» **PAGE TEXT**
# # # # # # #
While walking on Sunday, it occured to me that two parts of the Griff might be connected in ways I hadn’t seen.
Thus did “Failure to Launch” seem to connect to “Incel.”

Part 1: Failure to Launch
The Griff has been tracking the Failure to Launch problem for some time. This is the phenomenon that finds young men sitting at the verge of adulthood as if immobilized. They cannot see a path into adulthood.
Here are the various “mapping materials” we have collected with, and stored in, The Griff.


(Thanks, incidentally, to Veta Bates [pictured] for her help with naming conventions in the Griff. As you will see in the introductory posts, I somehow thought “tile” was a good name for a part of the Griff. Veta didn’t come right out and say this was a bad idea, but I could hear her thinking it even at a distance of 60 miles.)

The Failure to Launch part shows a mixture of articles, screen shots, notes to self, etc. The data are compelling. We may see the crisis in the lives of Mac Miller and Lil Peep (pictured). The Griff also records “adaptive styles of masculinity” (in this case, possibly, the Ryan Reynolds character in Dead Pool) for sake of contrast and, when possible, intervention. The crisis is also evident in a slew of long-form journalism and academic studies. We are, as a culture, gnawing away at the problem.
In an essay, published in 2010 in the New England Board of Higher Education, Lane A. Glenn and Suzanne Van Wert said:
Only 43% of men are likely to graduate from college, compared with 60% of women. In addition to these bleak educational statistics, almost nine out of ten alcohol and drug violations are perpetrated by males; 95% of juvenile homicides are committed by boys; and 56% of men ages 18 to 24 live at home with their parents.
The bottom line: Young men are becoming less educated, less employable, less appealing as potential husbands and a greater burden to themselves and others.
# # # # # # #
» **WHAT YOU SHOULD DO**
Reproduce word for word the stretch of the post on the Failure to Launch problem from "Part 1: Failure" through "in, The Griff.". The material plays no part in this.
# # # # # # #
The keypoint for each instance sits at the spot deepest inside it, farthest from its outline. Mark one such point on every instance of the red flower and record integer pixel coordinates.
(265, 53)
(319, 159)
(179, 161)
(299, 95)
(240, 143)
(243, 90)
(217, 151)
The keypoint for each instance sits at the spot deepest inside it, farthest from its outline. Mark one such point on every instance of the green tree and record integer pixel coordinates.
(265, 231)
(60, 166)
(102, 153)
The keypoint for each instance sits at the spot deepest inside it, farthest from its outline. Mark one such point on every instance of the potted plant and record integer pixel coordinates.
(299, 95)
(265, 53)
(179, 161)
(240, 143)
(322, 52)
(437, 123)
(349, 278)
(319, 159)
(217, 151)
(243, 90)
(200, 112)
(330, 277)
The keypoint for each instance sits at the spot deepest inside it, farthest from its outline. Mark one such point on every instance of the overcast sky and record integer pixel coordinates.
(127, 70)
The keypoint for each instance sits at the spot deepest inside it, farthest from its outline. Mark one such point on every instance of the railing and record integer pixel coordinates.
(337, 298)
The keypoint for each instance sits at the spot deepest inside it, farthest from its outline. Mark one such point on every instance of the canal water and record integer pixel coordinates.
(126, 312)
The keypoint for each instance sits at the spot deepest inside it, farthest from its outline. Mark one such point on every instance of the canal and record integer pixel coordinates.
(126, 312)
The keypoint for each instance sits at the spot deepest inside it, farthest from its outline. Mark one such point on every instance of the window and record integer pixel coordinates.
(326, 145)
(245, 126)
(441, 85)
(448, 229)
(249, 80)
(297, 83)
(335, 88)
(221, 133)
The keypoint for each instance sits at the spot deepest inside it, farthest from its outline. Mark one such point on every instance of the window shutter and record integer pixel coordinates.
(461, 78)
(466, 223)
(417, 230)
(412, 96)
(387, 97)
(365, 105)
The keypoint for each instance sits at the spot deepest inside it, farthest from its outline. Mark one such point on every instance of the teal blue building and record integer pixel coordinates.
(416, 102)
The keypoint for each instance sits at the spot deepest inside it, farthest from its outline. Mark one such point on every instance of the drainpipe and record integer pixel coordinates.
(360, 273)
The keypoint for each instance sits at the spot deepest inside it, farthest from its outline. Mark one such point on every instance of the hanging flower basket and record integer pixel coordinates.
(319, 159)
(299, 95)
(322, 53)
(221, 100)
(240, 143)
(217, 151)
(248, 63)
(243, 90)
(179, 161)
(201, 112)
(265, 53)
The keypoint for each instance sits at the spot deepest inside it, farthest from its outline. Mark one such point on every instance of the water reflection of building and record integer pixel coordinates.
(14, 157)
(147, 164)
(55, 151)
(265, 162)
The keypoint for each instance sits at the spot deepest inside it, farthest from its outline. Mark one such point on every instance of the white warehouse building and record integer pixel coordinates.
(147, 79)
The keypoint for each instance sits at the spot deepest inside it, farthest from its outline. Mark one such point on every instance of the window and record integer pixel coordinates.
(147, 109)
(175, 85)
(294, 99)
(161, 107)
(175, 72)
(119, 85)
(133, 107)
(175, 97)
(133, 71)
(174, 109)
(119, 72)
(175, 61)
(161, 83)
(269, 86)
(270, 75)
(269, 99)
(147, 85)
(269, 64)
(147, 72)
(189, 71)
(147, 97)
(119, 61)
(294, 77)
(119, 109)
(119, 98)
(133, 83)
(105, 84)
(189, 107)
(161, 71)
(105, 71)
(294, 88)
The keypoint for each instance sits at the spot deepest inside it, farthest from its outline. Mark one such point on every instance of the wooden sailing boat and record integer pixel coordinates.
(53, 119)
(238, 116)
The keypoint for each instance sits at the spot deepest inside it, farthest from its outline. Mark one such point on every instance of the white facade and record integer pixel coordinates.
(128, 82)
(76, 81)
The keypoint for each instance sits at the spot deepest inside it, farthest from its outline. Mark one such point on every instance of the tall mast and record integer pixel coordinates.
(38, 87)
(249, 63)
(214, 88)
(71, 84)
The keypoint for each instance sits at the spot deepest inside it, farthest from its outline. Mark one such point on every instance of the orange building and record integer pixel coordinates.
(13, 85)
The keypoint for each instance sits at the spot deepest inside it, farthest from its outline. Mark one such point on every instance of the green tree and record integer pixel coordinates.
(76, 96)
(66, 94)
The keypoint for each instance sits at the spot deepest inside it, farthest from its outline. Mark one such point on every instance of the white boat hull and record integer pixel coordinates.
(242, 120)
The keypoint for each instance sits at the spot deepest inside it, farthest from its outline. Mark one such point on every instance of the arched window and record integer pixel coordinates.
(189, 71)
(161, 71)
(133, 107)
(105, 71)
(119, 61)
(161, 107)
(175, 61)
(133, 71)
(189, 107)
# # # # # # #
» **OUTPUT BELOW**
Part 1: Failure to Launch
The Griff has been tracking the Failure to Launch problem for some time. This is the phenomenon that finds young men sitting at the verge of adulthood as if immobilized. They cannot see a path into adulthood.
Here are the various “mapping materials” we have collected with, and stored in, The Griff.